--- Exercise prompt ---
Copy the data below verbatim, from the line that contains "of the ceiling" through the final line, with both included.

--- Records provided ---
******************************
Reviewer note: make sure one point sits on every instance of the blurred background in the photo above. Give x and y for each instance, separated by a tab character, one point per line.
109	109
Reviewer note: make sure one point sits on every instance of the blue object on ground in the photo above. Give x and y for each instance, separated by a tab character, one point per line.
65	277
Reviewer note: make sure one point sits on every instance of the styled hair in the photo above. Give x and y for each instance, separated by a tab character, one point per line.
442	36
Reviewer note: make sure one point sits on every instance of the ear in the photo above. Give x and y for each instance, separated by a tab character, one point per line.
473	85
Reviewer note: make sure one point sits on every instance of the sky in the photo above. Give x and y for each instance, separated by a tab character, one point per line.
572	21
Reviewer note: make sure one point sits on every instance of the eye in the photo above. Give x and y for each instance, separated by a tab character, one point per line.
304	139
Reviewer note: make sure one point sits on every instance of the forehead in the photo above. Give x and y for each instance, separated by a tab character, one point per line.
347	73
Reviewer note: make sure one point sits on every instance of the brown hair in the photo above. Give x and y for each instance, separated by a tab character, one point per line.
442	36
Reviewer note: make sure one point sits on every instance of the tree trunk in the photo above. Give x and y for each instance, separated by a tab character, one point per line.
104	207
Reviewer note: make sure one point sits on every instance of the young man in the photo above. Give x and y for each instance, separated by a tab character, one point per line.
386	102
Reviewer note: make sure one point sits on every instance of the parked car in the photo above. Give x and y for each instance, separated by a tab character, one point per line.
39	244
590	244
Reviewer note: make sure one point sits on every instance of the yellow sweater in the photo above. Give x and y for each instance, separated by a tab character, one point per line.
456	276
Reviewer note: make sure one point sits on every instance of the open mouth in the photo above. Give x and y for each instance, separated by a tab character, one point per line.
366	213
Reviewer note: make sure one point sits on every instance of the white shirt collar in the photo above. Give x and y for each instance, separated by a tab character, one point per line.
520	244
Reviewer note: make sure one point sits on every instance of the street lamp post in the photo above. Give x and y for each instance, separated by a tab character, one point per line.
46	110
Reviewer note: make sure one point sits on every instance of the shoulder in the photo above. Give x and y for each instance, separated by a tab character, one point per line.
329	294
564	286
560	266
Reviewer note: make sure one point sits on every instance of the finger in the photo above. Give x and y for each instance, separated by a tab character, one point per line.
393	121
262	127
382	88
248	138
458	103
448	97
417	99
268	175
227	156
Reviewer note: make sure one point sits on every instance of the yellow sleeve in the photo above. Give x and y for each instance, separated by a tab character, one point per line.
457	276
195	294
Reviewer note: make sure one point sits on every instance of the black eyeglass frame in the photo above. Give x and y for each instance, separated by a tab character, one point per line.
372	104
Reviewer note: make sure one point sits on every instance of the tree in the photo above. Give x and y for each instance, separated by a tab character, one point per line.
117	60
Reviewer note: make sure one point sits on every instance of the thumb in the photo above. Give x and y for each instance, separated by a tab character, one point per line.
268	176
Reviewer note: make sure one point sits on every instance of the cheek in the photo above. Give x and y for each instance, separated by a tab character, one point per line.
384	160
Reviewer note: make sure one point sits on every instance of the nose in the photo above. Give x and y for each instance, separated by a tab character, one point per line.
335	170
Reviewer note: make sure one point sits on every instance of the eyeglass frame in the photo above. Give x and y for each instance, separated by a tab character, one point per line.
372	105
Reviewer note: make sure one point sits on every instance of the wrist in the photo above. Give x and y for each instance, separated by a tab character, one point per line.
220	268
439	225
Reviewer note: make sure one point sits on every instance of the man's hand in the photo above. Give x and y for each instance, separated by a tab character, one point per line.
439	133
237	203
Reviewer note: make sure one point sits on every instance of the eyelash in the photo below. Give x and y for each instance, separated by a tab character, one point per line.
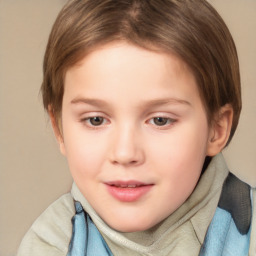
167	121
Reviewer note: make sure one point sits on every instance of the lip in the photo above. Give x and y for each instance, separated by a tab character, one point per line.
128	191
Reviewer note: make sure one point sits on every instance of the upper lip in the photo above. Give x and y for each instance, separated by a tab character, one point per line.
129	183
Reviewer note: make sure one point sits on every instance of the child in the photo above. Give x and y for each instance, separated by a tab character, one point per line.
143	96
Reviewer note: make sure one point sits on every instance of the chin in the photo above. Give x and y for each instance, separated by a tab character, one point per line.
130	227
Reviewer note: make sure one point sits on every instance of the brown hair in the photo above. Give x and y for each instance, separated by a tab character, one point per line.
191	29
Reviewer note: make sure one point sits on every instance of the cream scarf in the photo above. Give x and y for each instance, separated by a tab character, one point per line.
182	233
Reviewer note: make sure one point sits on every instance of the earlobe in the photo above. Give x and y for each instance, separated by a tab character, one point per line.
220	130
56	130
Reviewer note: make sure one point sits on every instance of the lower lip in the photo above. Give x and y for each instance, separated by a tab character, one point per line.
129	194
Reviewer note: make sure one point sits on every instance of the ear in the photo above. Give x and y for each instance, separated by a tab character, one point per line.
56	130
220	130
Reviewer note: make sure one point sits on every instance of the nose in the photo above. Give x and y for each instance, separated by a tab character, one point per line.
127	147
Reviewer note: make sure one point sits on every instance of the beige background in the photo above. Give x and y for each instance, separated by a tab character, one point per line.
32	172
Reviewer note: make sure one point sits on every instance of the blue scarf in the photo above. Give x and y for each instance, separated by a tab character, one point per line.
227	235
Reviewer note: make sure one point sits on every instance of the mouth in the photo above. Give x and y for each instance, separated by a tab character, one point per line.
128	191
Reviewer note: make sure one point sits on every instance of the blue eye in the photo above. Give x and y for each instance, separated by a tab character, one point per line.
161	121
95	121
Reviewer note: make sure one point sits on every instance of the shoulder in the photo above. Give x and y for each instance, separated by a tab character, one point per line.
50	234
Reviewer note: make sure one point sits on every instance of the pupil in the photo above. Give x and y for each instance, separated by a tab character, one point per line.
160	121
96	120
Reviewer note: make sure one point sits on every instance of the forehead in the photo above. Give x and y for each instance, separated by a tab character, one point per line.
121	69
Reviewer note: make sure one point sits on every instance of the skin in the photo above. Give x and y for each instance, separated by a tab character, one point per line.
150	127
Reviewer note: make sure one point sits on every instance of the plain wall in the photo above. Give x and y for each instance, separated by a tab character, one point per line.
32	171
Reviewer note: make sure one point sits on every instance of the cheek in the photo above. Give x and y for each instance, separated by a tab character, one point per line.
181	152
84	154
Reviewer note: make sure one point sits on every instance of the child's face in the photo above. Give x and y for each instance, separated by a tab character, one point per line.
135	134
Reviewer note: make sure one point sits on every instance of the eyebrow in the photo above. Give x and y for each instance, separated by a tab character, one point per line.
146	103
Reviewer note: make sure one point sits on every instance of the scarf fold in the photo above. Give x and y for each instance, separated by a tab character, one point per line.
182	233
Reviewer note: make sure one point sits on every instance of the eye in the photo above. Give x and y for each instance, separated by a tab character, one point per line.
161	121
95	121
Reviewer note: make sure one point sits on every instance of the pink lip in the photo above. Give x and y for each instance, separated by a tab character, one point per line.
128	191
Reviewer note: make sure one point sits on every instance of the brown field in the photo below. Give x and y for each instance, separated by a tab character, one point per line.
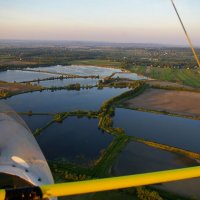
176	102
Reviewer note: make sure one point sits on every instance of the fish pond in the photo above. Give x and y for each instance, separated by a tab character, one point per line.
76	140
62	100
20	76
174	131
79	70
67	81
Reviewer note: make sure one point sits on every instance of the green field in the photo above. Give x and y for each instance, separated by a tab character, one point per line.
188	77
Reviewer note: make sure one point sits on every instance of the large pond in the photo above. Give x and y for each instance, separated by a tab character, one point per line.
131	76
36	121
20	76
62	100
139	158
79	70
76	139
68	81
174	131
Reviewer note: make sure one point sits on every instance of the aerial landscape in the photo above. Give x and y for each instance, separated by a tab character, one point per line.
104	109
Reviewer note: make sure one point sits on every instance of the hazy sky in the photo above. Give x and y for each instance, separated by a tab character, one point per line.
141	21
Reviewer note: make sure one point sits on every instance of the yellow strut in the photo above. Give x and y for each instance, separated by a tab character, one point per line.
84	187
187	35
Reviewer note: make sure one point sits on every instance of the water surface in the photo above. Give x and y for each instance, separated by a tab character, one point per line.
76	139
139	158
174	131
19	76
79	70
131	76
36	121
62	100
64	82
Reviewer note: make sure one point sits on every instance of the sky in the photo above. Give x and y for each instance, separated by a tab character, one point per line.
129	21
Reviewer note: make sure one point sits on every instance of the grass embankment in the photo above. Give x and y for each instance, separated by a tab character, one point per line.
186	153
188	77
97	62
64	171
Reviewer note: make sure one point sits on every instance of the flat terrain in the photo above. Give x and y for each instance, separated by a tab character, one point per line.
189	77
7	89
176	102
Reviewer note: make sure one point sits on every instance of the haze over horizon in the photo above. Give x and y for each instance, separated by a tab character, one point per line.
116	21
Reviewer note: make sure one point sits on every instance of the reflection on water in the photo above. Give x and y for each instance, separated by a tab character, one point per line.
79	70
62	100
131	76
36	121
138	158
64	82
76	140
174	131
19	76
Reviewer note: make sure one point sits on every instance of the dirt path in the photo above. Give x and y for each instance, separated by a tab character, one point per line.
177	102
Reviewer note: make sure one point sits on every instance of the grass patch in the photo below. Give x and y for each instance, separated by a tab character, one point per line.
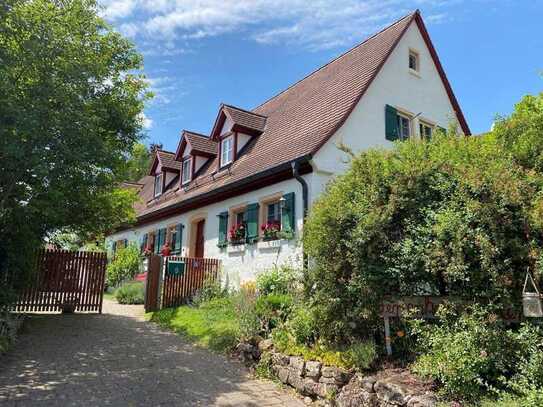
213	325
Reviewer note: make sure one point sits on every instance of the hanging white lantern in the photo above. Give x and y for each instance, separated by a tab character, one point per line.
531	301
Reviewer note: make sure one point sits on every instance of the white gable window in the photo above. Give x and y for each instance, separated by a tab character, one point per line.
404	127
227	150
186	171
158	185
425	130
414	64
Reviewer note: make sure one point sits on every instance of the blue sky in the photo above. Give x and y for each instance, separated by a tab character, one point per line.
199	53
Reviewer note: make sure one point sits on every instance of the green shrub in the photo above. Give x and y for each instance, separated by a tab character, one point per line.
469	354
277	280
211	289
124	266
130	293
301	325
249	322
272	310
360	355
446	216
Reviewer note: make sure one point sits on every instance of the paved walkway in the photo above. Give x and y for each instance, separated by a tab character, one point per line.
117	359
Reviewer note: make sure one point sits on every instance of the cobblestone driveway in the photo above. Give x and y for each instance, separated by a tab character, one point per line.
117	359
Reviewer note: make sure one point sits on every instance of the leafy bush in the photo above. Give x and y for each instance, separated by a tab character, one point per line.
124	266
211	289
272	310
359	355
277	280
447	216
130	293
301	325
472	354
249	322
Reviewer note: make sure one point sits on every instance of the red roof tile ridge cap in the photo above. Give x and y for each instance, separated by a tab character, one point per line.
408	16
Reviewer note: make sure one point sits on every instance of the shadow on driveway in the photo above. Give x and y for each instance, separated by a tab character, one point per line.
120	360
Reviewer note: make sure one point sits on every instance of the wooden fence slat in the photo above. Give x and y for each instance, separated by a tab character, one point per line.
177	290
61	275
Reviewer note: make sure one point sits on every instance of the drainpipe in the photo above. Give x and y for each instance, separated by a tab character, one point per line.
305	199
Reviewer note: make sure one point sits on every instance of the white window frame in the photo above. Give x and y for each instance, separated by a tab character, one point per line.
184	178
410	131
158	191
228	159
414	53
423	124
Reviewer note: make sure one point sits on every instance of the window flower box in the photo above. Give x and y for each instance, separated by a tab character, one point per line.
271	231
274	244
237	234
237	247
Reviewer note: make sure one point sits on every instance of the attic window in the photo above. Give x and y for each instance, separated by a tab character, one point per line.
227	150
186	171
158	185
414	61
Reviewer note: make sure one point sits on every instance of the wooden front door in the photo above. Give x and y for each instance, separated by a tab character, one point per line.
200	239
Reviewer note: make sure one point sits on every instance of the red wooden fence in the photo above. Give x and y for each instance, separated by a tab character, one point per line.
65	279
178	289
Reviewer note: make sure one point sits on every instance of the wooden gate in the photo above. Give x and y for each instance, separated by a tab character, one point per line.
65	281
152	299
184	276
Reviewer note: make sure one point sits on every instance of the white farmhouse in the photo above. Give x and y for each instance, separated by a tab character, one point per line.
240	193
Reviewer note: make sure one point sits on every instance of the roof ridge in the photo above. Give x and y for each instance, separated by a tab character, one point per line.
244	110
410	15
197	134
164	151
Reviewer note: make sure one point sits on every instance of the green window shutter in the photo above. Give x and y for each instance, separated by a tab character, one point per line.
391	123
179	230
143	243
223	228
288	213
252	222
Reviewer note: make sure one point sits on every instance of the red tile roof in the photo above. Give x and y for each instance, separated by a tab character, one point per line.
200	143
298	121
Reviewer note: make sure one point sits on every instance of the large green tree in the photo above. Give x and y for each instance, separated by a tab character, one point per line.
70	113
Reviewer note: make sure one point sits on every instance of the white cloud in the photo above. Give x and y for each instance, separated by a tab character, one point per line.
312	24
117	9
146	122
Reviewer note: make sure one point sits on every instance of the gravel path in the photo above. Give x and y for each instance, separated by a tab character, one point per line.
117	359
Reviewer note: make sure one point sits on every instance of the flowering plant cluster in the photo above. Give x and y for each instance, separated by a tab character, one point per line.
165	250
147	251
237	232
270	230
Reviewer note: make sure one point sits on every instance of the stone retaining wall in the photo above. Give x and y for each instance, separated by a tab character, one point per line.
344	388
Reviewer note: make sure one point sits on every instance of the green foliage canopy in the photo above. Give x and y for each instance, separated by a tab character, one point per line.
454	216
70	112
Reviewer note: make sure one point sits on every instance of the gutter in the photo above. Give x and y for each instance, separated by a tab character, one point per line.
305	199
178	207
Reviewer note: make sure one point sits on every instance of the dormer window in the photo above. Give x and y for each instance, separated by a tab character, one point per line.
186	172
227	150
158	185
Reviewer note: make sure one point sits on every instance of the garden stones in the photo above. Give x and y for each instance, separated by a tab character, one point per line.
313	369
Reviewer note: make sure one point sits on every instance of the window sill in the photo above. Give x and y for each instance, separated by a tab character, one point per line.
269	244
414	73
235	248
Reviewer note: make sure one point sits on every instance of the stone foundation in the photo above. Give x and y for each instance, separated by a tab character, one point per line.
342	388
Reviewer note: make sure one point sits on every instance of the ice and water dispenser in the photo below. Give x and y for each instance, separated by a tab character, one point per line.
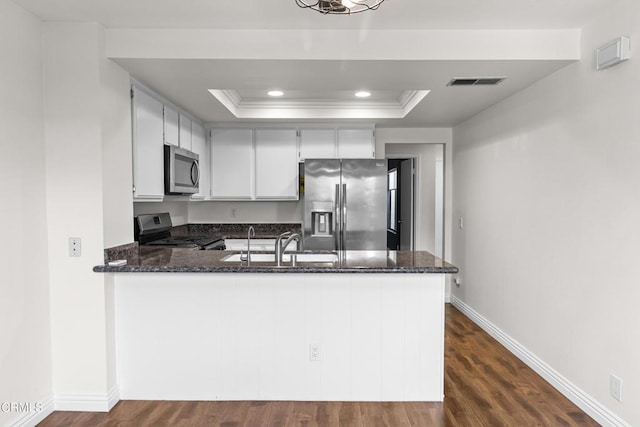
322	219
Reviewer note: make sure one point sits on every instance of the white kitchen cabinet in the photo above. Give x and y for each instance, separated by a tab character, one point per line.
356	143
171	126
317	144
185	136
199	145
148	154
276	164
232	163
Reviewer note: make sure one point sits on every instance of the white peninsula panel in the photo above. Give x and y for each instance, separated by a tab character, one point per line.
229	336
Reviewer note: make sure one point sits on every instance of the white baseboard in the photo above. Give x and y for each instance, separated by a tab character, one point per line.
30	419
592	407
87	402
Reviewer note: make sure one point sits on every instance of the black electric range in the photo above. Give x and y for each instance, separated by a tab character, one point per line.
154	230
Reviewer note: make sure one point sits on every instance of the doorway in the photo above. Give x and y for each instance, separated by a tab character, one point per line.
401	204
419	197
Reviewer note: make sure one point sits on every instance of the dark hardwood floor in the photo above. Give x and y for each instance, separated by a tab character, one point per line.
485	385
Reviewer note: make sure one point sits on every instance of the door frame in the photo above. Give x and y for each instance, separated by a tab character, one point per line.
415	232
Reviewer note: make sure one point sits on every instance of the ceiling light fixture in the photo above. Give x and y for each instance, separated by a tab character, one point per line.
339	7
******************************
--- Correct response ---
Reviewer note: make sure one point sits on every instance of the ceiling light fixture in the photo above. Give x and y for each instance, separated by a tab character, one point per line.
339	7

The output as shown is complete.